- **What the task asks**:
Your task is to write out exactly the lines from the line containing "Exercise. Locate the window" through the end of the records, inclusive at both ends.

- **Supplied material**:
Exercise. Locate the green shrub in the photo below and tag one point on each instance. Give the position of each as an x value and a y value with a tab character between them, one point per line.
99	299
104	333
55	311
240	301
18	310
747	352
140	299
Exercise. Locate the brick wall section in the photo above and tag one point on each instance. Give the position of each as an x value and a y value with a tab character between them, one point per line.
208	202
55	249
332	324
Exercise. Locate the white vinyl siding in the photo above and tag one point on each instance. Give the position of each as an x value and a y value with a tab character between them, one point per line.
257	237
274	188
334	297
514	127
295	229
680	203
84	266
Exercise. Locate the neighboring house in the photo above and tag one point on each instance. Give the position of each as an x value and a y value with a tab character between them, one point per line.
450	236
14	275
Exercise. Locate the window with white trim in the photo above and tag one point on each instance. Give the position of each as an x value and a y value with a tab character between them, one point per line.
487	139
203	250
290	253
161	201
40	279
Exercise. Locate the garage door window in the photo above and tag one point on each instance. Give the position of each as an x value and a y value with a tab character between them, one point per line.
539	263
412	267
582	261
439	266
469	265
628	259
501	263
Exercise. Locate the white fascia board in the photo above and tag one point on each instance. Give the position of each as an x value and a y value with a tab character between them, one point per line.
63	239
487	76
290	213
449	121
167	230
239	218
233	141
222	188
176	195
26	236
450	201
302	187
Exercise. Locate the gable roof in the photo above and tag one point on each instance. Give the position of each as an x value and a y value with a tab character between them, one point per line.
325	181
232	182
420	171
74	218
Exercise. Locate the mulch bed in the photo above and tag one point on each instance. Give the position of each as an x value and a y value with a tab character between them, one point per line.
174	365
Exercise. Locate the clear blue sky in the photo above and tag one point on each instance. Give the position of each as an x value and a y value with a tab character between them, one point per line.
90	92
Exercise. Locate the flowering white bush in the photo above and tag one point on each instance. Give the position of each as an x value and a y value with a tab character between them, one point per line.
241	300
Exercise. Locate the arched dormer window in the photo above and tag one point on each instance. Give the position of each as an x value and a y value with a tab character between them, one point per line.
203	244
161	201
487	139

- **Reply to the exercise**:
Exercise. Locate the window with white trim in the photo above and tag one point on each instance. Give the position of each as an x value and a y value with a tab character between them, one point per line.
487	139
203	250
290	253
161	201
40	279
Exercise. Locate the garage door window in the photo above and tag one point on each instance. Give the position of each as an x value and a y value with a tab character between them, one point per line.
539	263
412	267
582	261
439	266
469	265
628	259
501	263
Exercise. Locate the white fascia board in the photo above and tag one point on each instance. Give the position of each as an x value and a y value with a tab character between them, one point per line.
63	239
487	76
290	213
449	121
167	230
239	218
233	141
222	188
176	195
26	236
450	201
302	187
Exercise. Locate the gable roof in the photo above and tag one point on each instance. Give the position of each as an x value and a y value with a tab character between them, one point per line.
325	181
232	182
420	171
74	218
Exercise. Locate the mulch bed in the photo above and tag one point on each instance. Give the position of each as an x value and a y value with a tab character between them, one point per line.
174	365
Exercise. Locate the clear blue sky in the photo above and tag one point on each instance. Give the position of each as an x value and a y value with a tab character between them, one point per line.
90	92
Exercise. Locate the flowering white bush in the photo above and tag one point on each instance. Give the position of each as an x value and a y value with a tab character between them, one point per line.
241	300
Exercise. Locate the arched dormer window in the photo above and tag one point on each instance. Give the position of each as an x value and a y value with a tab character between them, one point per line.
203	244
161	201
487	139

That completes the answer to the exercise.